» AIM OF THE EXERCISE
Copy out the listing below word for word, starting at its first line and ending at the line that contains "[[440, 56], [358, 55]]", with both ends included.

## BEGIN

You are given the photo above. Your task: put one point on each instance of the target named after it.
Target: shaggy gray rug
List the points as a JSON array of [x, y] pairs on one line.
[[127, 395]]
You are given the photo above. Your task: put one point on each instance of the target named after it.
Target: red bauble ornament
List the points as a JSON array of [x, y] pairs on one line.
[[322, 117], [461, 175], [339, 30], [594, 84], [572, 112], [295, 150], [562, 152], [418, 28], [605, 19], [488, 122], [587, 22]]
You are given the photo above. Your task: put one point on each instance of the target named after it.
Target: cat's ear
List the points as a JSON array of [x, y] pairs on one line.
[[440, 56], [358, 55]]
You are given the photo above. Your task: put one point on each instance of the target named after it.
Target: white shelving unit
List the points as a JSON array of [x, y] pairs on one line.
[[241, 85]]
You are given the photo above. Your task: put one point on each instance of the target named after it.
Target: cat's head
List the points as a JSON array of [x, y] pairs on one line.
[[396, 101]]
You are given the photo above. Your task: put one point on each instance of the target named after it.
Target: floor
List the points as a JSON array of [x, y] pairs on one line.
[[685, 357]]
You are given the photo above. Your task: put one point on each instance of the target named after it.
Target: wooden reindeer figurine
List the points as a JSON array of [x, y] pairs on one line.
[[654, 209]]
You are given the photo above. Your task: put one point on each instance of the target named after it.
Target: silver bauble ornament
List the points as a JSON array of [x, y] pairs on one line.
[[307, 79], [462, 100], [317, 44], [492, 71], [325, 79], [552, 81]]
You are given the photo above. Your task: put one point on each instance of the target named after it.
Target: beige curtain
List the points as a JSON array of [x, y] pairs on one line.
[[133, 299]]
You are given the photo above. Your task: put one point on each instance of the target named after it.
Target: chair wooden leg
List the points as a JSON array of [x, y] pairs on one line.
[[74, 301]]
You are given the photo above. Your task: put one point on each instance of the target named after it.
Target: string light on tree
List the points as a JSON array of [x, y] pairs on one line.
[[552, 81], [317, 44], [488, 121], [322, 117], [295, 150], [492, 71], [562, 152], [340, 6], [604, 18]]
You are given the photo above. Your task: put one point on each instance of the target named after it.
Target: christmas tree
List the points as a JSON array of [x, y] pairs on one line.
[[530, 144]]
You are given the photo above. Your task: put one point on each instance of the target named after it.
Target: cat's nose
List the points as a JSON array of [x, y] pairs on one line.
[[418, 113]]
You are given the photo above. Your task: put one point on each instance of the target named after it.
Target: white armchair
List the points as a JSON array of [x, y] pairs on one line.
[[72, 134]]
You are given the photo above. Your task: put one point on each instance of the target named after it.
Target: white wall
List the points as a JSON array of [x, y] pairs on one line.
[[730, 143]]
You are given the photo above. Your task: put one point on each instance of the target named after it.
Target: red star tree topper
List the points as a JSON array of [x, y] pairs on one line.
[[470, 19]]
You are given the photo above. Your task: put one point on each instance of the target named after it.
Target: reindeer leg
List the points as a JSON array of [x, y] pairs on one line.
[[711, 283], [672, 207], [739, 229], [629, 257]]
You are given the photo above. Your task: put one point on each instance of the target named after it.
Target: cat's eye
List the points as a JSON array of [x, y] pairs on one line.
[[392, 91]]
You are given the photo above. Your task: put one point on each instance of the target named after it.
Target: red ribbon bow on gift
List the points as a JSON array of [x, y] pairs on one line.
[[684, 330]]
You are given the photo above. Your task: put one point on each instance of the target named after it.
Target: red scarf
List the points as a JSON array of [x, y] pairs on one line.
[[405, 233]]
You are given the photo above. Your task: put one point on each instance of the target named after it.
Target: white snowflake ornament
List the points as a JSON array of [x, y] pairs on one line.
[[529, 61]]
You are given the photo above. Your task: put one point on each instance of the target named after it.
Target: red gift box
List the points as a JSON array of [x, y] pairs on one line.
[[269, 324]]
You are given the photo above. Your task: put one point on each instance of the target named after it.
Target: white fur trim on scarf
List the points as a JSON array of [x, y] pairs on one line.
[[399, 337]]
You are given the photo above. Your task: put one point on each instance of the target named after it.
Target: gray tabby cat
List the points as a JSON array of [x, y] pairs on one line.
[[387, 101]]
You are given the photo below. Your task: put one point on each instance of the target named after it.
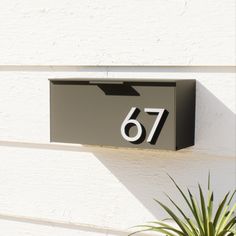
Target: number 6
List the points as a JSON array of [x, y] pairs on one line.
[[130, 121]]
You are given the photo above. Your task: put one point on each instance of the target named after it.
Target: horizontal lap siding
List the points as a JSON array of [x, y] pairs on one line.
[[118, 32]]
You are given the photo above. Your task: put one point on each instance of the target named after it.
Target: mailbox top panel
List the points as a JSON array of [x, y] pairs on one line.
[[167, 82]]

## END

» TASK ANSWER
You are given the photo above. Your task: put one point on each instance of the target named after it.
Target: shaggy gray rug
List the points as a JSON array of [x, y] pairs on one line.
[[127, 395]]
You are given the photo above. Your task: put one point on each instance of the target named after it.
Target: red bauble ornament
List the points as a JSON array of [x, y] pairs on one line.
[[322, 117], [461, 175], [339, 30], [594, 84], [572, 112], [295, 150], [562, 152], [418, 28], [605, 19], [488, 122], [587, 22]]
You are given the photo above. Your task: put one point on each instance of the target named after it.
Target: cat's ear
List the points as a JSON array of [x, y] pairs on one line.
[[440, 56], [358, 55]]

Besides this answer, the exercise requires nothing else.